→ **Texte étudié**:
+ + + + +
HISTOIRE
PETITE LECON D’HISTOIRE POUR UN IGNARE QUI VOUDRAIT ÊTRE PRESIDENT
DEBAT EN DIAGONALE…

LE BREXIT : MAY VA ENTRER DANS LE « DUR »

Brexit 2

Les marchés ont encaissé sans broncher.

Theresa May a officiellement déclenché la procédure de séparation. Et ce qui frappe, c'est la façon dont les marchés ont totalement absorbé le choc du Brexit. Paradoxe et coïncidence, c'est le jour où la Grande-Bretagne se lance dans cette grande aventure que les indices boursiers affichent des niveaux qu'on n'avait pas vus depuis longtemps. Pourtant, c'est un événement majeur aussi bien  pour la Grande-Bretagne que pour l'Europe. Nous entrons dans une longue période de négociations dont l'issue est incertaine. Négociations entre la Grande-Bretagne et l'Union Européenne, d’abord, mais aussi négociations au sein même de la Grande-Bretagne comme l'illustre la demande officielle faite par le parlement écossais d'organiser un nouveau referendum sur l'indépendance.

Pour les marchés, rappelez-vous, il y a à peine dix-huit mois, l'éventualité du Brexit était considérée comme un « cygne noir », un de ces événements imprévisibles qui peuvent provoquer le chaos. Il n’en a rien été  la  semaine dernière. Tout d'abord parce que les investisseurs qui ont paniqué après le referendum se sont brûlés les doigts et l'ont payé très cher. Ensuite, parce pour l'instant, le Brexit n'ayant pas encore eu lieu, la Grande-Bretagne affiche une santé économique insolente illustrée par une croissance très élevée et le plein-emploi. Enfin, par le sentiment général sur les marchés que la « reflation », la sortie de la déflation et de la croissance zéro, est en marche et sera plus puissante que les aléas politiques qui peuvent frapper tel pays ou telle zone économique. C'est un paradoxe qui reste à vérifier.

Mère Thérésa a mangé son pain blanc.

Le gouvernement de Theresa May a voulu donner à sa décision historique toute la solennité et l’ampleur qu’elle méritait. Mais il a mangé son pain blanc. La gravité de la crise euro-britannique ne vient pas de l’hostilité de Londres à l’Union européenne mais de l’énorme tâche qui consiste à défaire des liens tissés pendant quarante-quatre ans. Si le Royaume-Uni n’avait jamais adhéré à l’UE, il se serait évité beaucoup des tourments à venir. Evidemment, les « 27 » ne sont pas immunisés contre un certain nombre d’effets économiques et commerciaux négatifs, mais, si l’on doit admettre que les négociations seront aussi compliquées pour les uns que pour les autres, on peut facilement imaginer que les conséquences subies par un seul pays seront sans commune mesure à celles qui en affecteront 27, où elle se seront amorties ou disséminées. L’Union n’est pas seulement un continent sans frontières, c’est un immense écheveau de milliers d’accords qu’il va falloir abolir. On n’a cessé de mettre l’accent sur les carences de la bureaucratie bruxelloise, sur son incapacité à comprendre les besoins populaires, sur son arrogance. Mais il se trouve que tout danger entraîne une réaction, parfois salutaire. La commission européenne mise au défi par une rupture inédite a déjà réagi à la fois d’une manière politique et comme un seul pays. C’est remarquable parce que le Brexit risquait d’encourager certains pays-membres comme la Pologne ou la Hongrie à prendre le large eux aussi. A la veille de l’activation de l’article 50 du traité européen, celui qui prévoit la sécession, les 27 se sont réunis pour réaffirmer leur appartenance à l’Union. Une sorte de pied de nez. Et franchement, à part les 52 % de Britanniques, quel pays raisonnable aurait envie de se lancer dans une telle mésaventure, avec la certitude d’une tâche à la  fois fastidieuse et inexorable, une multitude de complications administratives et de querelles en vue, et des résultats qui, finalement risquent de ne convaincre personne ? La fatigue aura tôt fait d’éroder l’ingéniosité des diplomates.
+ + + + +
→ **Consigne**: Recopiez l'extrait de l'article sur le Brexit qui commence aux mots « Pour les marchés, rappelez-vous, il » et s'achève après les mots « Thérésa a mangé son pain blanc. ». Les lignes suivantes n'interviennent pas dans ce travail.

→ **Données fournies**:
+ + + + +
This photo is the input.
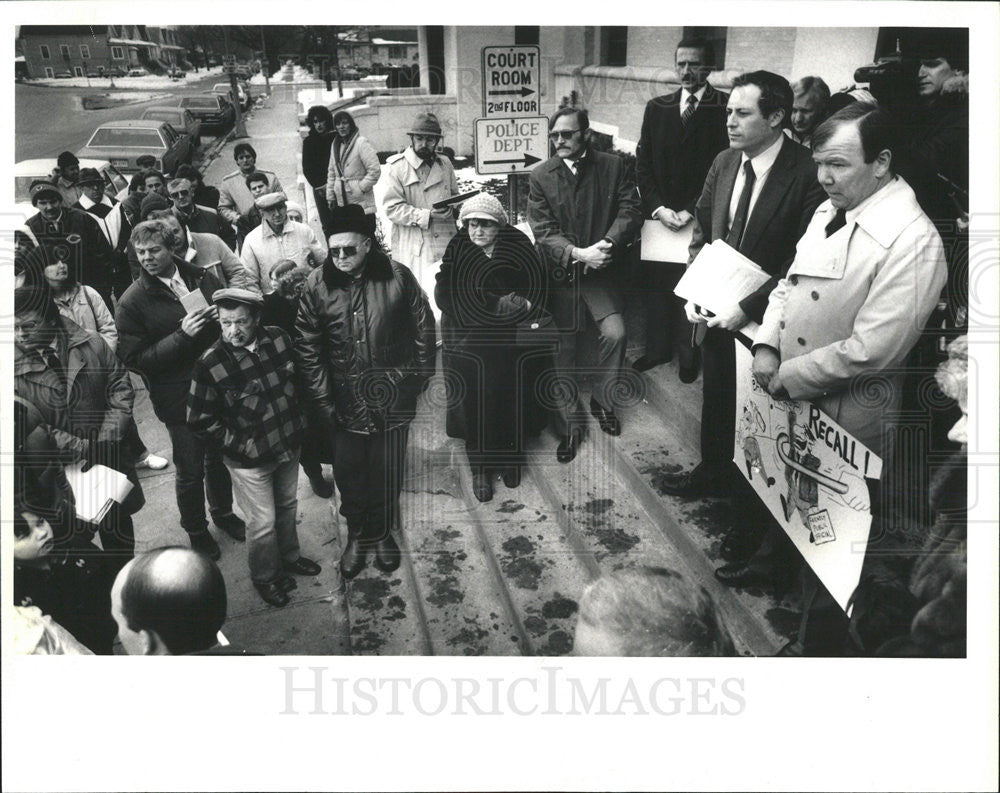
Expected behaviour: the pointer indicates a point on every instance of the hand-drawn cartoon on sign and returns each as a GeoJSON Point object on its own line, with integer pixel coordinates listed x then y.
{"type": "Point", "coordinates": [824, 505]}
+ + + + +
→ **Réponse attendue**:
Pour les marchés, rappelez-vous, il y a à peine dix-huit mois, l'éventualité du Brexit était considérée comme un « cygne noir », un de ces événements imprévisibles qui peuvent provoquer le chaos. Il n’en a rien été  la  semaine dernière. Tout d'abord parce que les investisseurs qui ont paniqué après le referendum se sont brûlés les doigts et l'ont payé très cher. Ensuite, parce pour l'instant, le Brexit n'ayant pas encore eu lieu, la Grande-Bretagne affiche une santé économique insolente illustrée par une croissance très élevée et le plein-emploi. Enfin, par le sentiment général sur les marchés que la « reflation », la sortie de la déflation et de la croissance zéro, est en marche et sera plus puissante que les aléas politiques qui peuvent frapper tel pays ou telle zone économique. C'est un paradoxe qui reste à vérifier.

Mère Thérésa a mangé son pain blanc.